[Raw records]
◇ ◇ ◇
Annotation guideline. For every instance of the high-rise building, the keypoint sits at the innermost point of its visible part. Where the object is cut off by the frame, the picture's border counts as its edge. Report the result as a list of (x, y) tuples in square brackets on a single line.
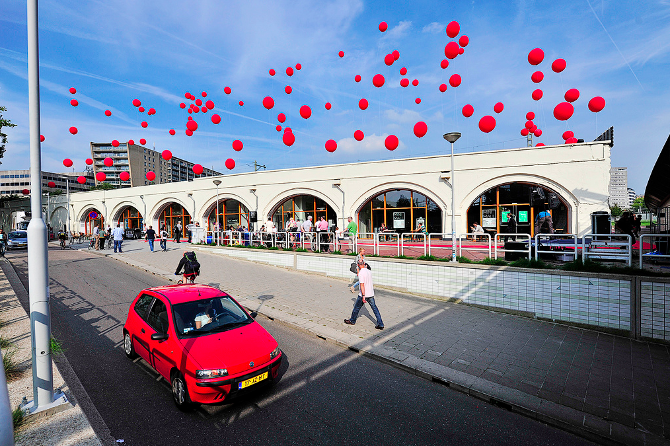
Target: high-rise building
[(138, 161), (619, 187), (14, 182)]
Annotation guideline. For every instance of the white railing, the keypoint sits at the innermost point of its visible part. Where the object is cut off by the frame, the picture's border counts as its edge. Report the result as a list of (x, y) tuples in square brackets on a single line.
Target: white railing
[(474, 235), (412, 236), (652, 254), (607, 249), (442, 236), (525, 237), (550, 236)]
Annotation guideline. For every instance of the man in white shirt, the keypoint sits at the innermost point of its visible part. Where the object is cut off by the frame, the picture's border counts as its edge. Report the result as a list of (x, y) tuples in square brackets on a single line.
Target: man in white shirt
[(117, 234)]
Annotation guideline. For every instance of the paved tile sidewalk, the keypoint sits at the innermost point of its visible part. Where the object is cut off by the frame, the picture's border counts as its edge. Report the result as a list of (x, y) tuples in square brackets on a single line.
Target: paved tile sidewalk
[(576, 378)]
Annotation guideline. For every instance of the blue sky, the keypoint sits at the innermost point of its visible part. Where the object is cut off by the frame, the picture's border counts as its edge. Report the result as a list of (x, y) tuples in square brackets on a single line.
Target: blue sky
[(115, 51)]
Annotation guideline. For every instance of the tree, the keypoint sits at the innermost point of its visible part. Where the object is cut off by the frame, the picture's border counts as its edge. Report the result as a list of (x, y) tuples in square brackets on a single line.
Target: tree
[(3, 136)]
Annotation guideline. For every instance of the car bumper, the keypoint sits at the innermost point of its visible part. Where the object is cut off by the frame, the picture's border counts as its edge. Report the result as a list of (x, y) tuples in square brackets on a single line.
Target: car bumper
[(214, 391)]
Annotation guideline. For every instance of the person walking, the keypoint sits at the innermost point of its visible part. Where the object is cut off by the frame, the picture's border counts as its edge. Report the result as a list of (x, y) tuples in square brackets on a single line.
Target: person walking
[(151, 236), (117, 233), (367, 294)]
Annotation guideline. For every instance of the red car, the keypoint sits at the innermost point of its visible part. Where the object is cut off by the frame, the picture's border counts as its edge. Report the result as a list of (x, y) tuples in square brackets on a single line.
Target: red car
[(200, 340)]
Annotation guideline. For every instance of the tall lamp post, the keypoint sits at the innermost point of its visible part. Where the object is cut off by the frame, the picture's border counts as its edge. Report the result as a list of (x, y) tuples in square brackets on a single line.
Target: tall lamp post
[(452, 137)]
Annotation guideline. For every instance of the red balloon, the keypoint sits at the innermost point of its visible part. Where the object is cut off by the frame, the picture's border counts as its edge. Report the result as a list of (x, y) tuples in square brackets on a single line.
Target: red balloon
[(596, 104), (487, 123), (536, 56), (288, 138), (420, 129), (391, 142), (305, 111), (563, 111), (571, 95), (558, 65), (451, 50), (468, 110), (331, 145), (453, 28)]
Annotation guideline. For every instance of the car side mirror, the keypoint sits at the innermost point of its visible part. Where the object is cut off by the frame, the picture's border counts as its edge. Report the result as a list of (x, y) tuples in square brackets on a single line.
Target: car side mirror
[(159, 336)]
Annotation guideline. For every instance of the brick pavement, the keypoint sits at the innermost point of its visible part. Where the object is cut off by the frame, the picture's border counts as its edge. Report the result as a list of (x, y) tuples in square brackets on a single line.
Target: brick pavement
◇ ◇ ◇
▶ [Required task] Repeat the full listing above exactly, with no pictures in the copy.

▶ [Exercise answer]
Annotation guideline. For every instance of the high-rise building, the keypoint sits at the innermost point of its visible part. Where the object is cut off by the frame, the picture's border counts as its edge. Report the result as a list of (x, y) tuples in square brackets on a single line.
Target: high-rise building
[(138, 161), (619, 187), (14, 182)]
Annotation guideline. For every instance of the white railing, the keypoint sits at the innermost point of its visible part. Where the object is cut off by the frame, the picture's border counts as its edge. Report the result as a list of (x, y) tuples in square brackets on a single line.
Target: white railing
[(474, 235), (412, 236), (652, 254), (607, 249), (442, 236), (525, 237), (550, 236)]
Annotation guideline. For every instance of the man in white shirt, the keypoint sits at the innermost point of its visible part. Where the object is cut off by the frame, the picture's border counts as its edge. Report the result as a list of (x, y) tuples in square brackets on a single line.
Target: man in white shirt
[(117, 234)]
Annotation guideline. For every instance of the paved tile sidewalk, the keypoint sits at the innermost point of its visible part. Where the object is cut off by the frame, the picture's border counts as its edge. Report the result as a list of (x, y) tuples in square brackets on a single line.
Target: paved tile sidewalk
[(576, 378)]
Annotation guideline. For every instance of the blue sky, the keypoint sits at the innermost point of its visible part. Where the object is cut off by the frame, the picture's border counts as its edge. Report the result as a list of (x, y) tuples in square brackets on a single line.
Target: blue sky
[(115, 51)]
Annotation guideline. For every instance of the tree, the keypoint sits at the innermost point of its visible part. Where the object is cut off by the frame, the picture's border counts as its edge. Report the result as a list of (x, y) tuples in square brackets on a single line.
Target: tree
[(3, 136)]
Annotation guideline. For every instance of the car bumper, the keypoint sits at the innermost point of its visible part. Where the object is cut off by the frame, the picture's border counts as its edge. Report the result as a list of (x, y) tuples in square brackets on a single line.
Target: car bumper
[(214, 391)]
Annotation guideline. For every instance of the person walking, the keypoint sits at the innermost point of its visible part. Where the object is cut off by the frame, the picture's border counts as its edge. Report the result as a list of (x, y) tuples in square brackets on a single line.
Target: person walking
[(151, 236), (117, 233), (367, 294)]
Annotation guideline. For every instance of the red car, the keypoint sits at the innermost point of its visible part. Where the object is cut off by the frame, the picture's border counts as its edge. Report the result as a list of (x, y) tuples in square brackets on a single line.
Target: red car
[(200, 340)]
Annotation guideline. For every instance of the tall lamp post, the keypoint sits at the innermost point of its visible part. Where the object is cut off by the frame, the picture's border counts as its edge. Report the result as a list of (x, y) tuples in square brackets on a single line.
Target: tall lamp post
[(452, 137)]
Annotation guideline. For every instance of the red balloon, the keypoint sits at the innermost point of its visible part. Where the object is cut off by the frame, the picture's border counts as its edge. Report the result as a list of (x, y) tuples in square brackets on a single line.
Target: red balloon
[(596, 104), (487, 123), (536, 56), (288, 138), (420, 129), (391, 142), (305, 111), (563, 111), (571, 95), (558, 65), (451, 50), (468, 110), (331, 145), (453, 28)]
Annotation guideline. For every instance of the car side mirror, the keypoint sits at the innermost point of its visible part. Where the object is cut off by the frame, the picture's border counts as its edge. Report the result as a list of (x, y) tuples in square brackets on a single line.
Target: car side mirror
[(159, 336)]
Annotation guideline. For every instance of the brick pavement, the keypoint sits at the innermost point of its visible part. Where the object is cut off by the frame, the picture's border counts as its edge. Report the result as a list of (x, y) tuples in square brackets on a single line.
Target: brick pavement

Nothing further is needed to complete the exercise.